* Exercise directions
Print the listing below exactly.

* START Source material *

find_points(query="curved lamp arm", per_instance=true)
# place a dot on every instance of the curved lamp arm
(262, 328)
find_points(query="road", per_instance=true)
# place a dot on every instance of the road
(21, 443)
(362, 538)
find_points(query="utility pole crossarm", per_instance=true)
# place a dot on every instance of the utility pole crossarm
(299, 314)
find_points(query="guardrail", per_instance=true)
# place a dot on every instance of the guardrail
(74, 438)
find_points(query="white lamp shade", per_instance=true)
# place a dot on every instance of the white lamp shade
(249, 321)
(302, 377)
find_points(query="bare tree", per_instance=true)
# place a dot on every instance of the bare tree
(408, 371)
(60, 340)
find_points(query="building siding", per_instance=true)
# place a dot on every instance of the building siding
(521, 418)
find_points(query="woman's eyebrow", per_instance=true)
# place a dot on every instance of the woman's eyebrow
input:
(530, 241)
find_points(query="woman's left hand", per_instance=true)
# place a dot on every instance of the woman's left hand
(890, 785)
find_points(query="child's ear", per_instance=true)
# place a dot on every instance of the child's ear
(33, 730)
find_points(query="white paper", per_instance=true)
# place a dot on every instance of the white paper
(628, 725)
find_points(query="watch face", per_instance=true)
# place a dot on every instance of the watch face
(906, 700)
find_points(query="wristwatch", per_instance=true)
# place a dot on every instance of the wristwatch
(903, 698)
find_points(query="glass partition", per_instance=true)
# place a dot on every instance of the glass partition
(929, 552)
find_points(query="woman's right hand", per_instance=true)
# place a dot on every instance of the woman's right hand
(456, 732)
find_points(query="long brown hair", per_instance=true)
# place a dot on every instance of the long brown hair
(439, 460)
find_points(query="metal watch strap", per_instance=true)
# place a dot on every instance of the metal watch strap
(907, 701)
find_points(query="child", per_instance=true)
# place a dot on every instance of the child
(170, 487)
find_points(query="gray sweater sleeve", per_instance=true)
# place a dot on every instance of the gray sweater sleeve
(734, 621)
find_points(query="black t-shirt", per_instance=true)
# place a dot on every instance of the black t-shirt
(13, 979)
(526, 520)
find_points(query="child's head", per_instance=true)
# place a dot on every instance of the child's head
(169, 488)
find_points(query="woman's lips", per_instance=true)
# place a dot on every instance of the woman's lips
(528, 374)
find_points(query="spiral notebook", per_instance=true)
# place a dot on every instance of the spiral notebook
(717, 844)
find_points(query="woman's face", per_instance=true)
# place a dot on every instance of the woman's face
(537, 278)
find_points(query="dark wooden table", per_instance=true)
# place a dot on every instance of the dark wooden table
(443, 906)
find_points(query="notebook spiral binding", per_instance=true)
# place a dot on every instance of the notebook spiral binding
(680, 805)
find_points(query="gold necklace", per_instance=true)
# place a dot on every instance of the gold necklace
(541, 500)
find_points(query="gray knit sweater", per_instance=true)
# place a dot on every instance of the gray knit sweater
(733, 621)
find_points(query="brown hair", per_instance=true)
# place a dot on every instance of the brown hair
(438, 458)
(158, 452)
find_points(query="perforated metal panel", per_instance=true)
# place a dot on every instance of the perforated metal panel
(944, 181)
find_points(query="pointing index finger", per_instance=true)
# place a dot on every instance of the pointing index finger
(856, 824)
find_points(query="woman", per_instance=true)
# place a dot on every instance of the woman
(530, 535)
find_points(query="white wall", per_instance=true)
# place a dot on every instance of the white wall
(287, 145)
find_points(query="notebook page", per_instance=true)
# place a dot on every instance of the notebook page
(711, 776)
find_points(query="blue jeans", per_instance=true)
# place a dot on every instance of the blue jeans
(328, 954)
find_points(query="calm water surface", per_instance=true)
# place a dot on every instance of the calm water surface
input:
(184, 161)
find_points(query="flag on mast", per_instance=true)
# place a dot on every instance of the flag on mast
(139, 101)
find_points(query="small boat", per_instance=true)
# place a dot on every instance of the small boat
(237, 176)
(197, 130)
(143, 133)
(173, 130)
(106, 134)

* END Source material *

* Reply
find_points(query="curved lamp arm", per_instance=true)
# place a dot on every instance of the curved lamp arm
(262, 328)
find_points(query="road", per_instance=true)
# place a dot on every instance of the road
(21, 443)
(362, 538)
find_points(query="utility pole crossarm", per_instance=true)
# place a dot on every instance of the utility pole crossarm
(299, 314)
find_points(query="guardrail", per_instance=true)
# place a dot on every instance of the guardrail
(74, 438)
find_points(query="white lamp shade", per_instance=true)
# place a dot on every instance of the white lamp shade
(249, 321)
(302, 377)
find_points(query="bare tree", per_instance=true)
# place a dot on every instance of the bare tree
(408, 371)
(60, 340)
find_points(query="building siding", per_instance=true)
# place a dot on every instance of the building siding
(521, 418)
find_points(query="woman's eyebrow", per_instance=true)
# place a dot on every instance of the woman's eyebrow
input:
(530, 241)
find_points(query="woman's left hand", per_instance=true)
# place a dot on every instance of the woman's left hand
(890, 785)
find_points(query="child's ear", per_instance=true)
# place a dot on every instance of the child's ear
(33, 730)
find_points(query="white paper", per_instance=true)
# place a dot on every instance of the white paper
(628, 725)
find_points(query="watch face", per_instance=true)
# place a dot on every instance of the watch face
(906, 700)
find_points(query="wristwatch", per_instance=true)
# place a dot on every instance of the wristwatch
(903, 698)
find_points(query="glass partition", per_instance=true)
# place a dot on every instance of the glass partition
(929, 552)
find_points(query="woman's right hand", per_instance=true)
# place a dot on every instance of the woman's right hand
(456, 732)
find_points(query="long brown hair", per_instance=true)
# place a dot on every instance of the long brown hair
(439, 460)
find_points(query="metal watch strap", per_instance=true)
# place a dot on every instance of the metal watch strap
(907, 701)
find_points(query="child", per_instance=true)
# place a dot on every instance of the child
(170, 487)
find_points(query="gray sweater sleeve", per_instance=true)
# place a dot on every instance of the gray sweater sleeve
(734, 621)
find_points(query="black t-shirt", per_instance=true)
# place a dot on every instance of the black t-shirt
(13, 979)
(526, 520)
find_points(query="child's head", per_instance=true)
# place a dot on every instance of the child's head
(169, 488)
find_points(query="woman's lips", per_instance=true)
# place a dot on every instance of the woman's lips
(528, 374)
find_points(query="spiral notebook", per_instance=true)
# place a dot on every instance of the spiral notebook
(717, 844)
find_points(query="woman's face", per_instance=true)
# place a dot on every instance of the woman's face
(537, 278)
find_points(query="dark wooden table", per_instance=true)
# place a dot on every instance of the dark wooden table
(443, 906)
find_points(query="notebook spiral binding", per_instance=true)
# place a dot on every instance of the notebook spiral binding
(680, 805)
find_points(query="gold necklace", per_instance=true)
# place a dot on every instance of the gold necklace
(541, 500)
find_points(query="gray knit sweater", per_instance=true)
# place a dot on every instance of the gray knit sweater
(733, 621)
find_points(query="brown hair", per_instance=true)
# place a dot on every instance of the brown hair
(438, 458)
(158, 452)
find_points(query="perforated metal panel", per_instance=true)
# place a dot on every instance of the perforated metal panel
(944, 181)
find_points(query="pointing index finger", per_instance=true)
# place a dot on every instance of the pointing index finger
(856, 824)
find_points(query="woman", per_instance=true)
# place a dot on every instance of the woman
(530, 535)
find_points(query="white wall", per_instance=true)
# place a dot on every instance of the white wall
(287, 145)
find_points(query="notebook page", per_instance=true)
# place a dot on every instance of the notebook page
(711, 776)
find_points(query="blue jeans", per_instance=true)
# place a dot on every instance of the blue jeans
(328, 954)
find_points(query="calm water surface", per_instance=true)
# place a dot on every instance of the calm water surface
input:
(184, 161)
find_points(query="flag on mast", per_instance=true)
# place a dot on every instance of the flag on mast
(139, 101)
find_points(query="small boat", per_instance=true)
# place a dot on every instance of the small boat
(237, 176)
(197, 130)
(143, 133)
(173, 130)
(106, 134)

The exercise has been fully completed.